PROVIDED PASSAGE:

D. The Service Provider shall have an audit
performed on its financial statements for the
year ending December 31, 2006. Such audit
shall be performed by an independent certified
public accountant recognized in good standing
by the American Institute of Certified Public
Accountants and licensed in the State of
Illinois. The Service Provider shall provide
the City with two copies of the said audited
financial statement along with the management
letter and any other correspondence related to
internal control matters on or before July 15,
2007 . Such statements shall be submitted to
the Hemmens Cultural Center Supervisor at The
Hemmens Cultural Center, 150 Dexter Court,
Elgin, Illinois 60120-5555.
7 . In the event this agreement is terminated, or in the
event the Subject Services for which the City funds provided herein
are to be applied are discontinued, or the Service Provider ceases
its operations prior to December 31, 2007, the Service Provider
shall refund to the City on a prorated per diem basis the funds
paid hereunder for the portion of the year remaining after any such
termination or for the portion of the year the Subject Services
were not conducted.

DATA ENTRIES:

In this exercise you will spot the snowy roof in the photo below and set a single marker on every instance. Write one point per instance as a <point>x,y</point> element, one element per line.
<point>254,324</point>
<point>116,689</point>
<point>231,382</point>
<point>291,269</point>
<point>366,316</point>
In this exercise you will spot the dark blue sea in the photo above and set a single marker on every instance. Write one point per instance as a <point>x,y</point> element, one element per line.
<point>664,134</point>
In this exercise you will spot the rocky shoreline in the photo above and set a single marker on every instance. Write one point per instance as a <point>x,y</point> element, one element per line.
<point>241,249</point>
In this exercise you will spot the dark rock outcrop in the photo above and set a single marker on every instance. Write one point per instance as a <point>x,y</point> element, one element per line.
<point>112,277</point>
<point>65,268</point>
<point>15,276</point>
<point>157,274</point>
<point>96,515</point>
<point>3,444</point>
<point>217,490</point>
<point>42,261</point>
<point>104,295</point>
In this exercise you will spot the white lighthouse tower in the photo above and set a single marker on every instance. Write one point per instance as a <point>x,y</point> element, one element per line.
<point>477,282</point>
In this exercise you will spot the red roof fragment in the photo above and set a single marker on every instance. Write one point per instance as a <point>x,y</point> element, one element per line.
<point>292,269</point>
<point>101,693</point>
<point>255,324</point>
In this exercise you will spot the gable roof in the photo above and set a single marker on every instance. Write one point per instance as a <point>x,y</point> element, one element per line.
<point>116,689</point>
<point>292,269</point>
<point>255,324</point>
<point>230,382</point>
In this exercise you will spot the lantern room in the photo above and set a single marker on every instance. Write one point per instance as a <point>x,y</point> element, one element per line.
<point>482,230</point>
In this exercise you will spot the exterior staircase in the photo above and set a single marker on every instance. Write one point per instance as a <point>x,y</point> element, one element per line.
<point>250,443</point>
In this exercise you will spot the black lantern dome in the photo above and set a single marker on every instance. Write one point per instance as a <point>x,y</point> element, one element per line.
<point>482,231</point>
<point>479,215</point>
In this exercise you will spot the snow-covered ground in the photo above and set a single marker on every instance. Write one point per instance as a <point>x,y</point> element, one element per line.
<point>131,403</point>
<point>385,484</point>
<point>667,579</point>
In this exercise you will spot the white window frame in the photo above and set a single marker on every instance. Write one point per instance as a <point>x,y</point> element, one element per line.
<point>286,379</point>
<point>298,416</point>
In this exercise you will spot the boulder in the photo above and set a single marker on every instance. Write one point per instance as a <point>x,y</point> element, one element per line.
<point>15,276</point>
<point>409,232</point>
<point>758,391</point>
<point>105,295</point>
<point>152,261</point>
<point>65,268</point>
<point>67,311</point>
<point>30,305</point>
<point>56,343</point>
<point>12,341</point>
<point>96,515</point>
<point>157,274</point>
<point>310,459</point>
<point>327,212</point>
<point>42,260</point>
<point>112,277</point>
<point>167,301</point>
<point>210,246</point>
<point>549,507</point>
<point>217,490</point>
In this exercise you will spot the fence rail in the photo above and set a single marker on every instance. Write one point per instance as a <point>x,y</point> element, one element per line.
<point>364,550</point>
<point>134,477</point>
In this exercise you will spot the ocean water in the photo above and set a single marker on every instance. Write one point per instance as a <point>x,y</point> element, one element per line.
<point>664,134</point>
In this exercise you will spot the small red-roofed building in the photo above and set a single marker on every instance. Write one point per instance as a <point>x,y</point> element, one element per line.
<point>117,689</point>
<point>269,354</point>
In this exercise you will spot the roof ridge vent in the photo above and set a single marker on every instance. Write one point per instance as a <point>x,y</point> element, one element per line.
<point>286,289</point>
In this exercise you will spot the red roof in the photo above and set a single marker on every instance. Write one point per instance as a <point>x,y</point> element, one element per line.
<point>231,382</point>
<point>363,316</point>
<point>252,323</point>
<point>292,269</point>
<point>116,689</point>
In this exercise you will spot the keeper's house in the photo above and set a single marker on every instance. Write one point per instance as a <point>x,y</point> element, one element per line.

REQUIRED WORK:
- a) List every calendar date that appears in the contract passage.
- b) Copy the part of the contract passage between "7 . In the event" and "were not conducted.", inclusive, word for word.

SOLUTIONS TO THE PROBLEMS:
- a)
December 31, 2006
July 15, 2007
December 31, 2007

- b)
7 . In the event this agreement is terminated, or in the
event the Subject Services for which the City funds provided herein
are to be applied are discontinued, or the Service Provider ceases
its operations prior to December 31, 2007, the Service Provider
shall refund to the City on a prorated per diem basis the funds
paid hereunder for the portion of the year remaining after any such
termination or for the portion of the year the Subject Services
were not conducted.